**What you will do**
Reproduce the records below, replacing every "kindly" with "please" and leaving all other text unchanged. Omit the pictures.

Rows from a dataset:
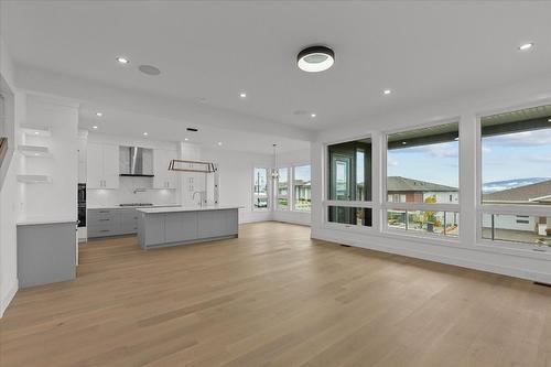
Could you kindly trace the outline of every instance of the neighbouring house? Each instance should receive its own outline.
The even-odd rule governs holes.
[[[389,203],[424,203],[432,196],[436,203],[457,203],[460,199],[457,187],[401,176],[387,179],[387,192]]]
[[[485,204],[550,205],[551,180],[484,194],[483,202]],[[491,220],[491,215],[485,215],[483,227],[490,228]],[[494,228],[532,231],[545,236],[551,235],[551,218],[528,215],[495,215]]]

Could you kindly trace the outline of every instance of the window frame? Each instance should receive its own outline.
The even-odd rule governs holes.
[[[518,242],[500,239],[488,239],[483,237],[483,216],[488,215],[523,215],[523,216],[545,216],[551,217],[551,205],[526,205],[526,204],[484,204],[483,203],[483,136],[482,119],[486,116],[514,112],[526,108],[551,105],[551,100],[539,100],[537,102],[509,106],[493,110],[477,112],[476,116],[476,188],[475,188],[475,208],[476,208],[476,242],[479,248],[512,250],[514,252],[529,253],[530,257],[537,255],[537,258],[551,258],[551,249],[539,251],[532,244]],[[538,253],[534,253],[538,252]]]
[[[280,195],[279,194],[279,176],[277,180],[277,183],[274,183],[273,187],[273,209],[278,212],[291,212],[292,208],[292,199],[291,199],[291,187],[292,187],[292,182],[291,182],[291,171],[292,171],[292,165],[282,165],[276,168],[278,172],[280,170],[287,170],[287,195]],[[279,199],[281,198],[287,198],[287,208],[282,208],[279,206]]]
[[[323,174],[323,185],[322,185],[322,208],[323,208],[323,226],[325,229],[333,230],[346,230],[346,231],[356,231],[356,233],[368,233],[374,234],[379,231],[379,206],[376,204],[376,193],[377,193],[377,160],[378,158],[375,155],[376,152],[376,143],[375,138],[377,137],[376,132],[369,132],[364,136],[355,137],[355,138],[344,138],[333,141],[326,141],[323,143],[323,153],[322,153],[322,174]],[[363,140],[370,139],[371,140],[371,199],[370,201],[336,201],[329,199],[329,181],[331,181],[331,171],[328,170],[328,160],[329,160],[329,145],[341,144],[350,142],[354,140]],[[329,206],[345,206],[345,207],[358,207],[358,208],[369,208],[371,209],[371,226],[358,226],[350,225],[344,223],[335,223],[329,222],[328,208]]]
[[[419,239],[437,239],[443,242],[451,242],[454,245],[461,244],[462,237],[462,226],[461,223],[463,222],[462,219],[462,211],[461,211],[461,202],[462,202],[462,187],[461,187],[461,168],[462,168],[462,133],[461,133],[461,121],[462,121],[462,116],[455,116],[452,118],[447,119],[441,119],[441,120],[435,120],[426,123],[419,123],[406,128],[398,128],[398,129],[389,129],[381,131],[381,139],[382,139],[382,155],[381,155],[381,168],[380,168],[380,185],[381,185],[381,199],[380,199],[380,215],[381,215],[381,220],[380,220],[380,231],[382,234],[391,234],[391,235],[398,235],[398,236],[404,236],[404,237],[412,237],[412,238],[419,238]],[[426,203],[392,203],[388,201],[388,137],[393,133],[399,133],[399,132],[406,132],[406,131],[411,131],[411,130],[418,130],[418,129],[428,129],[428,128],[433,128],[437,127],[441,125],[447,125],[447,123],[457,123],[457,131],[458,131],[458,140],[457,140],[457,177],[458,177],[458,190],[457,190],[457,195],[458,195],[458,202],[456,204],[453,203],[433,203],[433,204],[426,204]],[[458,215],[460,218],[460,230],[457,233],[457,236],[446,236],[446,235],[437,235],[437,234],[420,234],[420,233],[411,233],[408,230],[400,230],[396,228],[391,228],[388,225],[388,212],[389,211],[406,211],[406,212],[413,212],[413,211],[429,211],[429,212],[455,212]]]
[[[267,182],[266,182],[266,186],[267,186],[266,187],[266,194],[267,194],[267,197],[268,197],[268,205],[266,207],[262,207],[262,208],[255,206],[255,184],[256,184],[256,182],[255,182],[255,180],[256,180],[256,177],[255,177],[255,170],[257,170],[257,169],[266,170],[266,180],[267,180]],[[251,182],[251,193],[250,193],[251,211],[252,212],[269,212],[272,208],[272,197],[273,197],[273,195],[270,194],[271,190],[272,190],[271,181],[273,181],[273,180],[271,180],[271,176],[270,176],[270,169],[266,164],[255,164],[252,166],[251,171],[252,171],[252,175],[251,175],[252,176],[252,182]]]
[[[294,212],[294,213],[312,213],[312,188],[311,188],[311,192],[310,192],[310,211],[296,211],[294,208],[294,204],[296,203],[296,197],[294,195],[294,170],[298,168],[298,166],[304,166],[304,165],[309,165],[310,166],[310,183],[312,185],[312,163],[294,163],[294,164],[291,164],[289,166],[289,180],[290,180],[290,185],[289,185],[289,190],[291,190],[291,193],[289,194],[290,196],[290,206],[289,206],[289,211],[290,212]],[[312,187],[312,186],[311,186]]]

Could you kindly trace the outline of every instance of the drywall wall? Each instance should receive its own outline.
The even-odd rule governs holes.
[[[20,173],[51,176],[45,184],[25,184],[23,219],[77,218],[78,105],[53,97],[28,95],[22,128],[46,129],[45,138],[23,136],[25,143],[45,145],[51,156],[25,156]]]
[[[13,114],[8,115],[4,123],[14,136],[18,121],[24,119],[24,95],[18,93],[13,85],[13,68],[11,58],[0,37],[0,77],[2,89],[13,95]],[[6,89],[4,89],[6,88]],[[0,317],[18,291],[18,259],[17,259],[17,219],[20,211],[20,187],[15,181],[19,169],[14,152],[17,142],[13,139],[9,151],[13,159],[6,159],[2,165],[3,182],[0,185]]]
[[[252,173],[255,166],[270,168],[272,156],[201,148],[201,160],[218,163],[219,204],[241,206],[239,223],[271,220],[271,211],[252,209]],[[187,158],[185,158],[187,159]]]

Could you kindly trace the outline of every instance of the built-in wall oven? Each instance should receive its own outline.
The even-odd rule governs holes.
[[[86,184],[78,184],[78,227],[86,227]]]

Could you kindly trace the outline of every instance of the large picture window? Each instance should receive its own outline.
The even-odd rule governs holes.
[[[551,106],[483,117],[480,138],[482,237],[551,246]]]
[[[278,180],[277,180],[276,196],[278,202],[278,209],[288,211],[289,209],[289,169],[282,168],[278,169]]]
[[[255,209],[268,209],[269,205],[268,191],[268,169],[255,168],[253,185],[252,185],[252,202]]]
[[[327,158],[327,222],[371,227],[371,140],[331,144]]]
[[[310,171],[310,164],[293,168],[294,211],[310,212],[312,207],[312,180]]]
[[[387,136],[387,225],[390,229],[458,235],[458,123]]]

**Task output**
Could you please trace the outline of every instance of the neighbouring house? Each instance should receive its own outline.
The even-odd rule governs holes.
[[[389,203],[424,203],[432,196],[436,203],[457,203],[460,199],[457,187],[401,176],[387,179],[387,192]]]
[[[485,204],[550,205],[551,180],[484,194],[483,202]],[[491,220],[491,215],[485,215],[483,227],[490,228]],[[494,228],[532,231],[545,236],[551,235],[551,218],[528,215],[495,215]]]

Could you please trace the outline of every instance of the window frame? Each instance should receive its own outline.
The even-odd rule governs holes.
[[[518,242],[500,239],[488,239],[483,237],[483,216],[488,215],[523,215],[523,216],[545,216],[551,217],[551,205],[526,205],[526,204],[484,204],[483,203],[483,136],[482,119],[486,116],[514,112],[526,108],[551,105],[551,100],[539,100],[537,102],[509,106],[493,110],[477,112],[476,116],[476,188],[475,188],[475,208],[476,208],[476,242],[479,248],[512,250],[514,252],[529,253],[530,257],[537,255],[537,258],[551,258],[551,249],[539,251],[532,244]],[[538,253],[534,253],[538,252]]]
[[[280,195],[279,194],[279,176],[277,180],[277,183],[274,183],[273,187],[273,209],[278,212],[291,212],[292,208],[292,199],[291,199],[291,187],[292,187],[292,182],[291,182],[291,171],[292,171],[292,165],[282,165],[276,168],[278,172],[280,170],[287,170],[287,195]],[[279,199],[281,198],[287,198],[287,208],[282,208],[279,206]]]
[[[323,174],[323,185],[322,185],[322,208],[323,208],[323,226],[325,229],[333,230],[346,230],[346,231],[356,231],[356,233],[368,233],[374,234],[379,231],[379,206],[376,204],[376,193],[377,193],[377,160],[378,158],[375,155],[376,152],[376,143],[375,138],[377,137],[376,132],[369,132],[364,136],[355,137],[355,138],[344,138],[333,141],[326,141],[323,143],[323,153],[322,153],[322,174]],[[363,140],[370,139],[371,140],[371,199],[370,201],[336,201],[329,199],[329,181],[331,181],[331,171],[328,170],[328,160],[329,160],[329,145],[341,144],[350,142],[354,140]],[[329,206],[345,206],[345,207],[358,207],[358,208],[369,208],[371,209],[371,226],[358,226],[350,225],[344,223],[335,223],[329,222],[328,208]]]
[[[419,239],[437,239],[443,242],[451,242],[454,245],[461,244],[462,237],[462,226],[461,223],[463,222],[462,219],[462,211],[461,211],[461,202],[462,202],[462,187],[461,187],[461,168],[462,168],[462,133],[461,133],[461,121],[462,121],[462,116],[455,116],[452,118],[447,119],[441,119],[441,120],[435,120],[426,123],[419,123],[406,128],[398,128],[398,129],[389,129],[381,131],[381,139],[382,139],[382,155],[381,155],[381,168],[380,168],[380,185],[381,185],[381,199],[380,199],[380,215],[381,215],[381,220],[380,220],[380,231],[382,234],[391,234],[391,235],[398,235],[398,236],[404,236],[404,237],[412,237],[412,238],[419,238]],[[426,203],[392,203],[388,201],[388,137],[393,133],[399,133],[399,132],[406,132],[406,131],[411,131],[411,130],[418,130],[418,129],[428,129],[428,128],[433,128],[437,127],[441,125],[447,125],[447,123],[457,123],[457,131],[458,131],[458,140],[457,140],[457,177],[458,177],[458,190],[457,190],[457,195],[458,195],[458,202],[456,204],[453,203],[433,203],[433,204],[426,204]],[[458,215],[460,218],[460,230],[457,233],[457,236],[446,236],[446,235],[437,235],[437,234],[420,234],[420,233],[411,233],[408,230],[400,230],[396,228],[391,228],[388,225],[388,212],[389,211],[406,211],[406,212],[413,212],[413,211],[429,211],[429,212],[455,212]]]
[[[267,182],[266,182],[266,186],[267,186],[266,187],[266,194],[267,194],[267,197],[268,197],[268,205],[266,207],[262,207],[262,208],[255,206],[255,184],[256,184],[256,182],[255,182],[255,180],[256,180],[256,177],[255,177],[255,170],[257,170],[257,169],[266,170],[266,180],[267,180]],[[251,182],[251,193],[250,193],[251,211],[252,212],[269,212],[272,208],[272,197],[273,197],[273,195],[270,194],[271,190],[272,190],[271,181],[273,181],[273,180],[271,180],[271,176],[270,176],[270,169],[266,164],[255,164],[252,166],[251,171],[252,171],[252,175],[251,175],[252,176],[252,182]]]
[[[294,212],[294,213],[312,213],[312,188],[311,188],[311,192],[310,192],[310,211],[296,211],[294,208],[294,204],[296,203],[296,197],[294,195],[294,170],[298,168],[298,166],[304,166],[304,165],[309,165],[310,166],[310,183],[312,185],[312,163],[294,163],[294,164],[291,164],[289,166],[289,180],[290,180],[290,185],[289,185],[289,190],[291,190],[291,193],[289,194],[290,196],[290,206],[289,206],[289,211],[290,212]],[[312,187],[312,186],[311,186]]]

Could you please trace the outline of every instance of the drywall wall? Each instance should receive its own outline.
The even-odd rule governs holes.
[[[20,173],[51,176],[45,184],[25,184],[23,219],[77,218],[78,105],[53,97],[28,95],[22,128],[46,129],[45,138],[23,136],[25,143],[45,145],[51,156],[25,156]]]
[[[13,114],[8,115],[4,123],[14,136],[18,121],[24,119],[24,95],[18,93],[13,85],[13,68],[11,58],[0,37],[0,77],[2,89],[13,95]],[[6,89],[4,89],[6,88]],[[0,317],[18,291],[18,259],[17,259],[17,219],[20,211],[20,187],[15,181],[19,169],[14,152],[17,142],[13,139],[9,151],[13,159],[6,159],[2,165],[3,182],[0,185]]]
[[[252,173],[255,166],[270,168],[272,156],[201,148],[201,160],[218,163],[219,204],[241,206],[239,223],[271,220],[271,211],[252,209]],[[187,158],[185,158],[187,159]]]

Could you please trace the outline of every instance of the built-in wall oven? Each instance should receive its own outline.
The even-odd rule governs holes.
[[[86,184],[78,184],[78,227],[86,227]]]

Could you please trace the outline of every instance of the large picture window? Each instance should receive its own outline.
The even-odd rule governs holes.
[[[551,106],[483,117],[480,138],[482,237],[551,246]]]
[[[278,180],[277,180],[276,196],[278,202],[278,209],[288,211],[289,209],[289,169],[282,168],[278,169]]]
[[[255,209],[268,209],[269,205],[268,191],[268,169],[255,168],[253,185],[252,185],[252,202]]]
[[[327,158],[327,222],[371,227],[371,140],[331,144]]]
[[[310,171],[310,164],[293,168],[294,211],[310,212],[312,207],[312,180]]]
[[[387,136],[387,225],[390,229],[458,235],[458,123]]]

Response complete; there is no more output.